GIVEN PROBLEM:
Put every line of the data below into a numbered list, skipping blank lines and leaving out the pictures.

RECORDS FOR THE EXERCISE:
::::::::::

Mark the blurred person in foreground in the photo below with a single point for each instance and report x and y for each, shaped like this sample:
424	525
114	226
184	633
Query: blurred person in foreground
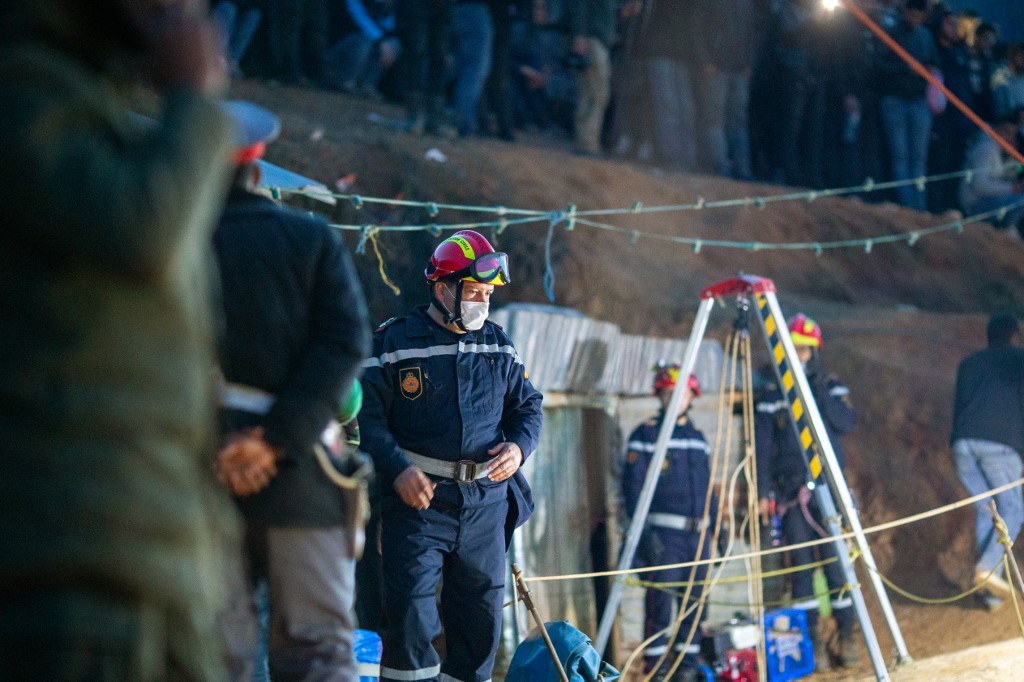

::::::::::

EXERCISE RESPONSE:
1. Mark the blurred person in foreground in the photo below with a single point for each instance and report x and y for each, shaped like this sample:
2. 424	525
3. 114	226
4. 184	633
5. Query: blurred person in foreground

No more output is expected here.